[Data taken from a collection]
** start **
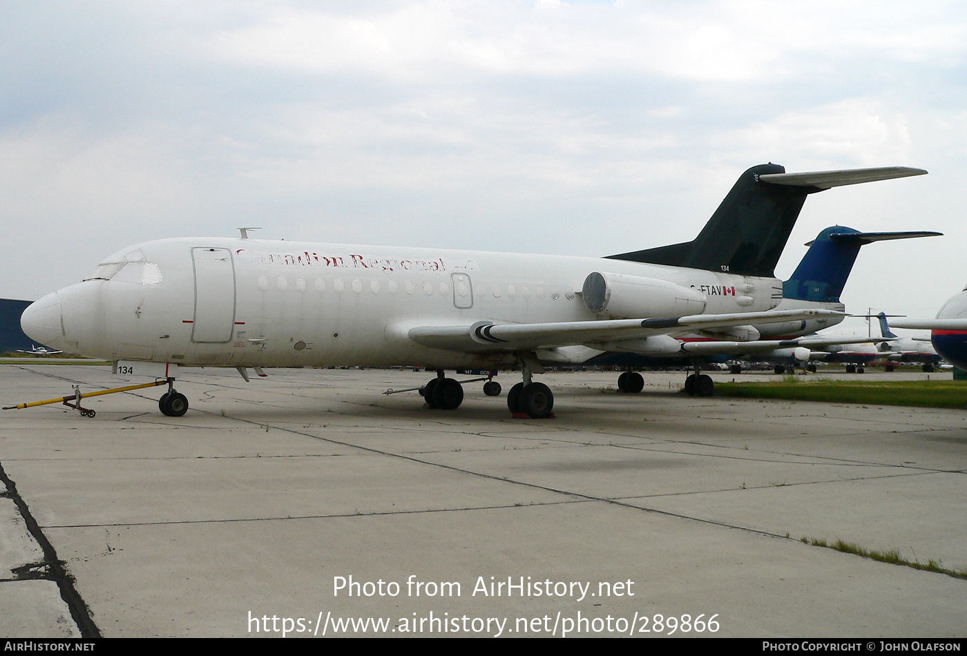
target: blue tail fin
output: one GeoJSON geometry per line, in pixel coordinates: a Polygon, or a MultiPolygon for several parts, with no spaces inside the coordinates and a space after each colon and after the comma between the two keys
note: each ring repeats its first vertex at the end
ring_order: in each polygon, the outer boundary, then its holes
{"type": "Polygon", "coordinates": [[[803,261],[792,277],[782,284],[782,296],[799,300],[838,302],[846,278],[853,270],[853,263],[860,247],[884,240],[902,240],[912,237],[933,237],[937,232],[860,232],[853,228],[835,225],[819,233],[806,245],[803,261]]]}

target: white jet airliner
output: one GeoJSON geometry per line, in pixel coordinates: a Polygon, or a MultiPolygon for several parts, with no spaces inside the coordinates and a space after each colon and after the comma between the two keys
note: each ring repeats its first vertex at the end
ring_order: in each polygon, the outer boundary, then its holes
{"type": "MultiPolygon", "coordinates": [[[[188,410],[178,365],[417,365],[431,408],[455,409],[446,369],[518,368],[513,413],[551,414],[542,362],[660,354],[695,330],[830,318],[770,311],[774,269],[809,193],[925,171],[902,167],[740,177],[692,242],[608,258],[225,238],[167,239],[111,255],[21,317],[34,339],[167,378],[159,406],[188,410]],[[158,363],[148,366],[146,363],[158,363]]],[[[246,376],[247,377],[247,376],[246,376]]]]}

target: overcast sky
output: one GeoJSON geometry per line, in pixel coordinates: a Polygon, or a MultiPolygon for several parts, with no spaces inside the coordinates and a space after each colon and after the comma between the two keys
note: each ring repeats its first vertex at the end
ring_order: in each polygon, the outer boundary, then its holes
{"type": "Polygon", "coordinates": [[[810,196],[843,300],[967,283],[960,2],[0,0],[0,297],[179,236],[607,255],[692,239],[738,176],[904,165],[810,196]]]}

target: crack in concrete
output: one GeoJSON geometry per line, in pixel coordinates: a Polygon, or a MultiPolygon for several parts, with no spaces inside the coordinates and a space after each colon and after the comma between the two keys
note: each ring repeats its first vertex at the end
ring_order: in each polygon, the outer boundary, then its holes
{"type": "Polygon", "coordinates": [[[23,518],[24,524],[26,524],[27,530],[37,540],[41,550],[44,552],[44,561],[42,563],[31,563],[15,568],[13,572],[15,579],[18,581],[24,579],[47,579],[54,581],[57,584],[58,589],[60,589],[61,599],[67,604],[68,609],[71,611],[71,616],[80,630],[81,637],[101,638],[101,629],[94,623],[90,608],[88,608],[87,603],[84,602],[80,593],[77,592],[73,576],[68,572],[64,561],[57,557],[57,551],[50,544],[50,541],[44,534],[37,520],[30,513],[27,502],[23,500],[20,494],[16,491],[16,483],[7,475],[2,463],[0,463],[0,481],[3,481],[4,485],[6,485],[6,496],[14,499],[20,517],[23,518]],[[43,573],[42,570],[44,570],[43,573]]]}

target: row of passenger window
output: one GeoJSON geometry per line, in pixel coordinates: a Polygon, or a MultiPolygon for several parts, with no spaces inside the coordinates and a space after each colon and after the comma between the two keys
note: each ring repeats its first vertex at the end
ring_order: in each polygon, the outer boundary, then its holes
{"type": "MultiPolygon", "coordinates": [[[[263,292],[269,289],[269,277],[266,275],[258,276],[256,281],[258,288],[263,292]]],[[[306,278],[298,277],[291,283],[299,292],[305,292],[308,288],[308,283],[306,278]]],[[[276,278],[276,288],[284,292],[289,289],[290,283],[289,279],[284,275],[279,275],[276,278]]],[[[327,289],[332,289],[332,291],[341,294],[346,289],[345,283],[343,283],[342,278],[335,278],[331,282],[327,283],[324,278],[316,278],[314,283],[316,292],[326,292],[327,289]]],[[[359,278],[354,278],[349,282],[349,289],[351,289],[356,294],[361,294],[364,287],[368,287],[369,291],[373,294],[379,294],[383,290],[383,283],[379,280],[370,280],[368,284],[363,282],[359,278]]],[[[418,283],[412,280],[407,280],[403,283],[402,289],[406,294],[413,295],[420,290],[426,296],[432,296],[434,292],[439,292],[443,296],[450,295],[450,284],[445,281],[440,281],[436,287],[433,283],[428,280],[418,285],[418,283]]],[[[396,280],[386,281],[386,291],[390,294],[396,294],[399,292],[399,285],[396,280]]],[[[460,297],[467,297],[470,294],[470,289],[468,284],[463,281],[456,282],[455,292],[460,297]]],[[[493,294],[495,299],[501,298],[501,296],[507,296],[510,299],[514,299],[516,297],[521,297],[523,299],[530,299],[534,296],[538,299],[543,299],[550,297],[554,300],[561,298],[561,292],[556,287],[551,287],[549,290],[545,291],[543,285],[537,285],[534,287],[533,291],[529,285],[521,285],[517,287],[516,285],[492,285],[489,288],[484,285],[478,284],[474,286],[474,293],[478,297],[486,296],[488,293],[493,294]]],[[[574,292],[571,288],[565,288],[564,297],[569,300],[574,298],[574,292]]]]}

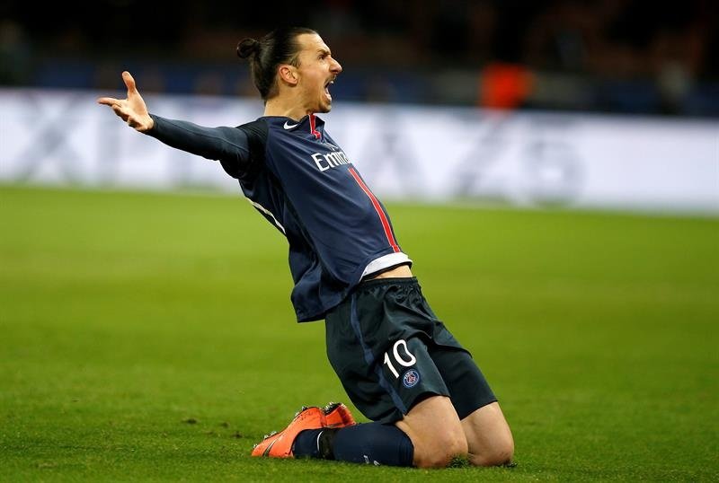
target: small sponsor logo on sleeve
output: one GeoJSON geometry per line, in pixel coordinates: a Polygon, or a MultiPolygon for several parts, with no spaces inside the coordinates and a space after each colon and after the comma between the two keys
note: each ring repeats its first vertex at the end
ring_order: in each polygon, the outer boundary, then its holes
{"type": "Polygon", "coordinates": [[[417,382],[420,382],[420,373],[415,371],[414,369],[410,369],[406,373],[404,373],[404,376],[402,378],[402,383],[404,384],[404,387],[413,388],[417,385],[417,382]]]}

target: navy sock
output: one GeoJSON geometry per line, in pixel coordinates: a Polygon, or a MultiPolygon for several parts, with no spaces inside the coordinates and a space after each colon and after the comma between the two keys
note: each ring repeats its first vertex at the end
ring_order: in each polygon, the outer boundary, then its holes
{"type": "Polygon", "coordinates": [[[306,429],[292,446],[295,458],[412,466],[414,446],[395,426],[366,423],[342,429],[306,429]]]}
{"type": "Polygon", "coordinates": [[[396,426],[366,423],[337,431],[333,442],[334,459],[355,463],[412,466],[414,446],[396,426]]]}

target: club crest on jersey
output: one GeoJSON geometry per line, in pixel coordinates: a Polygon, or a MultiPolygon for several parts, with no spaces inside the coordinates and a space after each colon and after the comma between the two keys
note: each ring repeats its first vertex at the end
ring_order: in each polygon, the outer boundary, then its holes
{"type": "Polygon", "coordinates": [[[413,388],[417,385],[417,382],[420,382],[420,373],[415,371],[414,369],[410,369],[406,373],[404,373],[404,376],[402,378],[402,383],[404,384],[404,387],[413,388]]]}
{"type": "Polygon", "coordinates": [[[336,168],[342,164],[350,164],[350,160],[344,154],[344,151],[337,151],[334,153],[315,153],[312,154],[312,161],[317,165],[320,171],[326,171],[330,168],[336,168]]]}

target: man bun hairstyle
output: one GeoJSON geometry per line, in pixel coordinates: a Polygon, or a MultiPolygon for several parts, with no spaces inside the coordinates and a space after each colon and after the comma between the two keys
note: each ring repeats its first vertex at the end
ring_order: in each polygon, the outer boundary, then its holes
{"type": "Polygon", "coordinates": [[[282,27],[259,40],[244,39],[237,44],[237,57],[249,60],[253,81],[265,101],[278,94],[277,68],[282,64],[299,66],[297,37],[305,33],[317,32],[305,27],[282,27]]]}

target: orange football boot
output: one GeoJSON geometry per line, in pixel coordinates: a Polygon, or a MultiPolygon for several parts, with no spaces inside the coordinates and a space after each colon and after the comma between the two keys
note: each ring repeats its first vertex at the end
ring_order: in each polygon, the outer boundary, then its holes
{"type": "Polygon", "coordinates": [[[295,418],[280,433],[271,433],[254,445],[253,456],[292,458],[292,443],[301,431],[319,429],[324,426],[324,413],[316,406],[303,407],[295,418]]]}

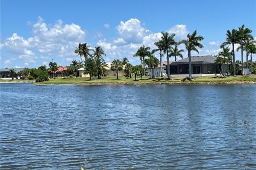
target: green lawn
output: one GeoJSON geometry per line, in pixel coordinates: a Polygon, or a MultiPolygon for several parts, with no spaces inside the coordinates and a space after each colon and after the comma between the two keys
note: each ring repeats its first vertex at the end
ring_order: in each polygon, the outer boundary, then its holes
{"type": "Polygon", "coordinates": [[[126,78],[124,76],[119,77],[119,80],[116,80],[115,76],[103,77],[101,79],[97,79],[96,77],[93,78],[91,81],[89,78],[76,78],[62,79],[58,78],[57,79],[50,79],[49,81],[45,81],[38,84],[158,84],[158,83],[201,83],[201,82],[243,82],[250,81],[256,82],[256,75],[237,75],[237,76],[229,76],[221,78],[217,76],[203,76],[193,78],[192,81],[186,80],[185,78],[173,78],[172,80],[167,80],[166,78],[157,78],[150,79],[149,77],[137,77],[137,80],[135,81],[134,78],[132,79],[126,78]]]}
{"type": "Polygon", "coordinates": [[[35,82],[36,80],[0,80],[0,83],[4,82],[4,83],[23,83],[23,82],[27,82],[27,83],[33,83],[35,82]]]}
** end **
§ Required work:
Report how many lines of the rows above contain the string "target". Give only the number.

§ Exercise result:
11